_Arbeitsanweisung_
Liste jede Zeile der folgenden Datensätze auf, in der das Wort „volkswagen“ vorkommt. Dabei kommt es auf Groß- und Kleinschreibung an.

── Datensätze ──

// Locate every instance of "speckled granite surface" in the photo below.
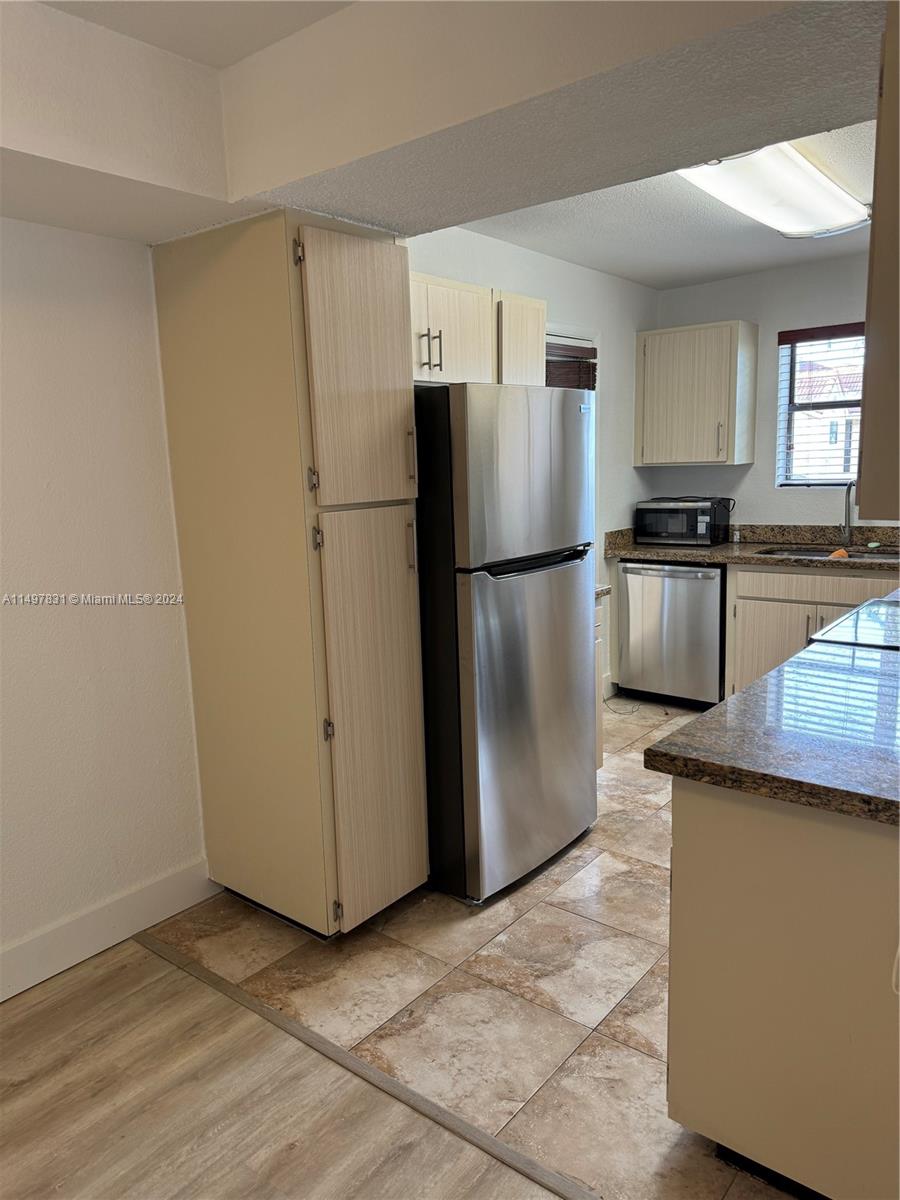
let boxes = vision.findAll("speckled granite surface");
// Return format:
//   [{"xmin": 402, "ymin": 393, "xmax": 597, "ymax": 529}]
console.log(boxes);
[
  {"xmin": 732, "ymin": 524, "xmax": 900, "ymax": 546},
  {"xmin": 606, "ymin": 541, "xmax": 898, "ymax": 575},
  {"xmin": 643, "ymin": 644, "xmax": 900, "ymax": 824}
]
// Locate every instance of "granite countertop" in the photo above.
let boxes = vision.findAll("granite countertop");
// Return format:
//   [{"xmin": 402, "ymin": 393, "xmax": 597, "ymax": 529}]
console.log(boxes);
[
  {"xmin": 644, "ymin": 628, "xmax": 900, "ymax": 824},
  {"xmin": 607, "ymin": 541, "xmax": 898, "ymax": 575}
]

───
── Datensätze ──

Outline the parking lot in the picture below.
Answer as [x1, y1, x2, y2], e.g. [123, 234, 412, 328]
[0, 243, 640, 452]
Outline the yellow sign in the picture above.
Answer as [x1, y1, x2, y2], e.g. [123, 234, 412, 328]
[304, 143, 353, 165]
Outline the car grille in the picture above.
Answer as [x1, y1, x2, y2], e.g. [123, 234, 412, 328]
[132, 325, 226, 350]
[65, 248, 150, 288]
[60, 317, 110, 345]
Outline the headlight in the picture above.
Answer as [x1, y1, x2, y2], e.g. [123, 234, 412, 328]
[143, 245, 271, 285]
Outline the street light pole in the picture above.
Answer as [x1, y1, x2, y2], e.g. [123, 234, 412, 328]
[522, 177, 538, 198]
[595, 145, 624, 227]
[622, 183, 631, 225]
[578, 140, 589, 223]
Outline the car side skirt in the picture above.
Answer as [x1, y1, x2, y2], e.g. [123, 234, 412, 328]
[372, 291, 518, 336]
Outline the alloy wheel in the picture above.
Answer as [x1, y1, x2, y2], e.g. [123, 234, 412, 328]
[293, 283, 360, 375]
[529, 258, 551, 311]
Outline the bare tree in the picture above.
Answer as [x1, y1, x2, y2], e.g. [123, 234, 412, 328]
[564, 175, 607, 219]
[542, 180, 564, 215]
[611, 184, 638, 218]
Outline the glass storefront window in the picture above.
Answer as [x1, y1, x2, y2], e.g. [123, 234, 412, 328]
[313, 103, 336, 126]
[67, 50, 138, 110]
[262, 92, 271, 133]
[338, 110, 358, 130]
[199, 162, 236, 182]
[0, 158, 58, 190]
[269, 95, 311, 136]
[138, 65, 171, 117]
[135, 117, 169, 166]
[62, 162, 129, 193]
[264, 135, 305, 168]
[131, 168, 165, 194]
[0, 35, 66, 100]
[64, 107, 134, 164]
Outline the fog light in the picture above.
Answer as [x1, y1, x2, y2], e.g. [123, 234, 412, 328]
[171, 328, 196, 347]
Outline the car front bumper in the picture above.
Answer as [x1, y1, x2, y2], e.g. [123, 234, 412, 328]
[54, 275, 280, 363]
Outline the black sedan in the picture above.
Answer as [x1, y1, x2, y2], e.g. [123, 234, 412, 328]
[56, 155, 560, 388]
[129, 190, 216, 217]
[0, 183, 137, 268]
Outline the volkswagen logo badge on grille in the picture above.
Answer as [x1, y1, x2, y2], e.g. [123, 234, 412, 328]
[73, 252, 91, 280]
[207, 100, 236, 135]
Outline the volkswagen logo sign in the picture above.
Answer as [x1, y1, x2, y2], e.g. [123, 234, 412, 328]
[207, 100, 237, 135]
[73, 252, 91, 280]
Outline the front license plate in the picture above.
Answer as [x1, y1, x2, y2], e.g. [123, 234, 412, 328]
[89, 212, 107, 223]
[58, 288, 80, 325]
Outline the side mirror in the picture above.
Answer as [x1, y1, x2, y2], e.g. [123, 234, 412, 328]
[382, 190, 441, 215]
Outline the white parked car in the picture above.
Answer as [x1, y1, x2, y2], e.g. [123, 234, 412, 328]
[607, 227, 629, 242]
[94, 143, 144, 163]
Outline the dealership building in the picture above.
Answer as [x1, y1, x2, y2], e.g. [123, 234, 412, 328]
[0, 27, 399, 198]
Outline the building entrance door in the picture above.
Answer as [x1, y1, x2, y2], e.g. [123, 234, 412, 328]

───
── Datensätze ──

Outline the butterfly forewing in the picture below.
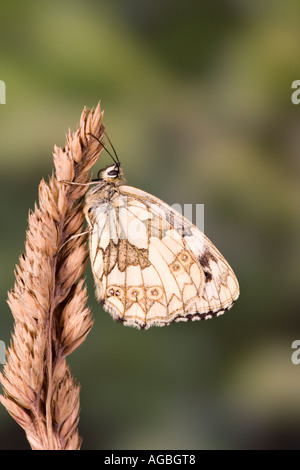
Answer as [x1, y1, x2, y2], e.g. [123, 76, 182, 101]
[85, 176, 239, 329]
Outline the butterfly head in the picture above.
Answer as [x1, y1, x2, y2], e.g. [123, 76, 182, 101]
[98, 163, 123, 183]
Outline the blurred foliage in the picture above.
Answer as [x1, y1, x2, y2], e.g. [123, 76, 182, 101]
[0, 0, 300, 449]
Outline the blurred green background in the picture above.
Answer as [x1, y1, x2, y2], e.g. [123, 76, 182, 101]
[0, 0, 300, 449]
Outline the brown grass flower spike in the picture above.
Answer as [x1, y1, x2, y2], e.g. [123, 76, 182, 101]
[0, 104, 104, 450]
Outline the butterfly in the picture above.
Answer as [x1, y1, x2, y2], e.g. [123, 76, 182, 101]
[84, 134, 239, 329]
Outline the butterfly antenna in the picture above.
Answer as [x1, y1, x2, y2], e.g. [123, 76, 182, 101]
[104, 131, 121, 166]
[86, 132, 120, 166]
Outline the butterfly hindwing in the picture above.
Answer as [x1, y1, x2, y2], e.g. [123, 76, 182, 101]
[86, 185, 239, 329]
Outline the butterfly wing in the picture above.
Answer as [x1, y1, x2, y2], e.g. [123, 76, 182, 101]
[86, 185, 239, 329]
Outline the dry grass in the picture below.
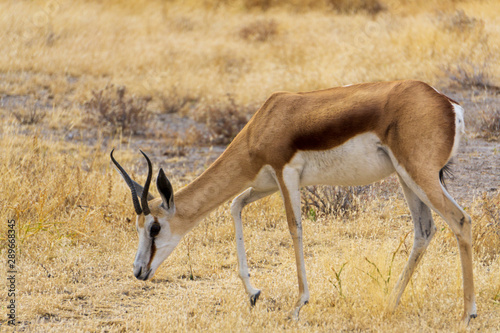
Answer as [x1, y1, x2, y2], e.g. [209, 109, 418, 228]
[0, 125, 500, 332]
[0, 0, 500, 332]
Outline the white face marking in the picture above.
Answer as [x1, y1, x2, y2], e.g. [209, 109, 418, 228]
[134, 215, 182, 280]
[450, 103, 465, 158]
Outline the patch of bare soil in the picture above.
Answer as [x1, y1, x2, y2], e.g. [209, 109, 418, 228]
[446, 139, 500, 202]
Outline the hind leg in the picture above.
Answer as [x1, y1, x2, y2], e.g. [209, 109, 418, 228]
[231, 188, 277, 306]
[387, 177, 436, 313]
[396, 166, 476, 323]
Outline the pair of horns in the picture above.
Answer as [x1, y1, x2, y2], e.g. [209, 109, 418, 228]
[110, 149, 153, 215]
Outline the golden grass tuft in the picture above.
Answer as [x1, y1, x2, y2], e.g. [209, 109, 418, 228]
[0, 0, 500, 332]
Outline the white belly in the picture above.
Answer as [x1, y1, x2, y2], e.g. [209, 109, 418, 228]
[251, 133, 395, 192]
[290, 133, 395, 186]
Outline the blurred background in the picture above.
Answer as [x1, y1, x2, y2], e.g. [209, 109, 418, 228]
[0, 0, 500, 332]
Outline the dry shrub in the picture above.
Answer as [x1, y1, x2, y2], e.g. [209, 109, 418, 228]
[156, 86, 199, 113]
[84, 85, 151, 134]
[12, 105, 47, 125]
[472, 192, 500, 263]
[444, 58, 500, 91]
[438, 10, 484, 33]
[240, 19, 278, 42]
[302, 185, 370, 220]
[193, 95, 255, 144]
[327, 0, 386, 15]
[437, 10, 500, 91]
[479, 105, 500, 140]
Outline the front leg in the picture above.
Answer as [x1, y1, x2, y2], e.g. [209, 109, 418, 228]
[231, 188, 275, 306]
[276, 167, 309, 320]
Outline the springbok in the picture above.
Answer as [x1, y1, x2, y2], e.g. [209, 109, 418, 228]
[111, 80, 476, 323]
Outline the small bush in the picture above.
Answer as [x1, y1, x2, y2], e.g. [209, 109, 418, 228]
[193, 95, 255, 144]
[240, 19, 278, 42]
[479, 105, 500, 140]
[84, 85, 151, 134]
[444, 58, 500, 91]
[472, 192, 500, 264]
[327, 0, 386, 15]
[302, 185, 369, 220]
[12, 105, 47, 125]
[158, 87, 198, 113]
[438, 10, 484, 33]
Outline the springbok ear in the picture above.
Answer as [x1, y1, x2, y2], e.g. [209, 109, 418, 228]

───

_Antwort zur Aufgabe_
Outline the volkswagen logo badge on grille in the picture above.
Outline the volkswagen logo sign in the picture above.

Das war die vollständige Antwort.